30.01.2020
Digitalisierung im Gesundheitssystemwesen:
Auslesen der Gesundheitskarte (eGK) mit Python
Mit der Einführung der ePA (elektronische Patientenakte) schreitet die Digitalisierung des deutschen Gesundheitssystems mit großen Schritten voran. Einer der wichtigsten Schritte im Rahmen des Rollouts ist die Ausgabe der elektronische Gesundheitskarte (eGK) an alle Kunden der gesetzlichen Krankenkassen. Wofür die eGK verwendet wird, welche Daten auf ihr gespeichert sind und wie man die Versicherungsstammdaten mit einem Python Skript ausliest, soll in diesem Blogpost behandelt werden.
WAS IST EINE ELEKTRONISCHE PATIENTENAKTE/GESUNDHEITSKARTE?
Im Gegensatz zu ihrem Vorgänger, der KVK (Krankenversicherungskarte), kann die eGK mehr als nur für die Abrechnung verwendet zu werden. Sie dient zur Authentifizierung von Patienten in Praxen und Kliniken. Mithilfe der Karte und einer zugehörigen PIN ist es Patienten möglich, ihrem behandelnden Mediziner Zugriff auf die eigene ePA zu geben.

::::

* **MATERIAL ERKUNDEN**
**a.** Welche Karte war laut dem Text über die elektronische Gesundheitskarte der Vorgänger der eGK?
**b.** Schreibe den Text über die elektronische Gesundheitskarte im Anschluss an seinen letzten Satz weiter.

::::

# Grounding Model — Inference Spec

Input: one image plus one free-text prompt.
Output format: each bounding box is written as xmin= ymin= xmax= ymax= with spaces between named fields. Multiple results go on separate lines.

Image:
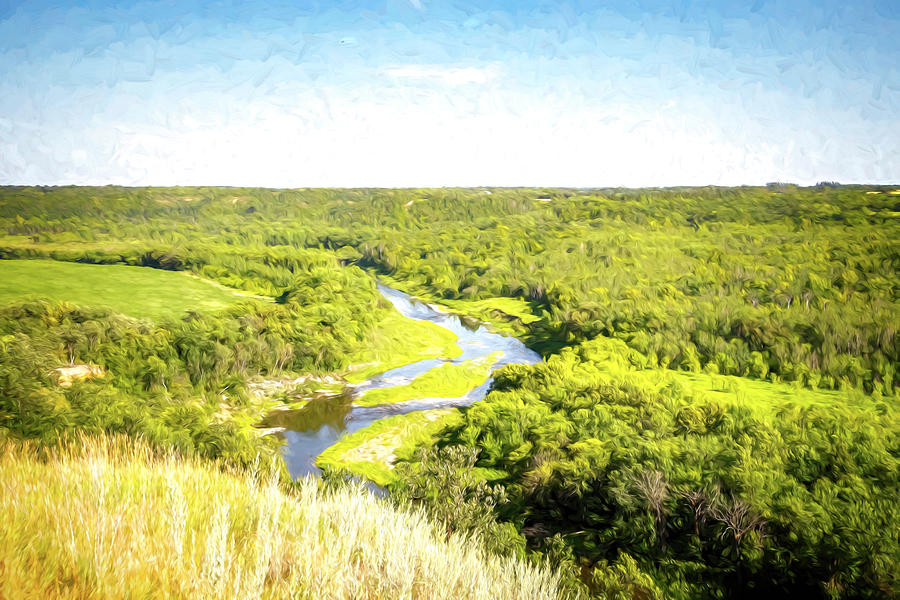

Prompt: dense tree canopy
xmin=0 ymin=184 xmax=900 ymax=598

::::

* **ANTWORTEN NACH NUMMER**
**a.** Die KVK (Krankenversicherungskarte).

**b.**
Hierbei wird es zu Beginn so sein, dass ein Arzt Zugriff auf die komplette Akte bekommt, später ist ein beschränkter denkbar. Außerdem können vom behandelnden Mediziner Daten bzw. Dokumente wie Röntgenbilder, MRTs oder Arztbriefe in der elektronischen Akte des Patienten gespeichert werden. Die eigene Akte kann der Patient dann beispielsweise bei einer Überweisung an einen anderen Arzt auch via Gesundheitskarte freigeben.
Die elektronischen Patientenakten werden in der Telematikinfrastruktur (TI) gespeichert. Zugriff auf diese erhält man nur mit entsprechendem Heilberufsausweis. Dieser kommt wie die eGK in Form einer Chipkarte und dient zur Identifizierung eines Arztes.
Mehr Details zu dem Aufbau, der Funktionsweise und den Problemen der TI sind anschaulich in diesen beiden Vorträgen erklärt:
„Hacker hin oder her“: Die elektronische Patientenakte kommt!
https://www.youtube.com/embed/q6l_B2fgJjM
(Quelle: YouTube-Kanal media.ccc.de; Martin Tschirsich cbro, Dr. med. Christian Brodowski, Dr. André Zilch)
15 Jahre deutsche Telematikinfrastruktur (TI)
https://www.youtube.com/watch?v=lHdXeH9ROog
(Quelle: YouTube-Kanal media.ccc.de; Christoph Saatjohann)
TECHNISCHE BETRACHTUNG DER EGK
Vor der Implementierung eines Python Skripts zum Auslesen der Gesundheitskarte sollte ein Verständnis über die technischen Grundlagen entwickelt werden. Betrachtet werden also die physische Karte sowie die Datenstrukturen auf dem Chip selbst.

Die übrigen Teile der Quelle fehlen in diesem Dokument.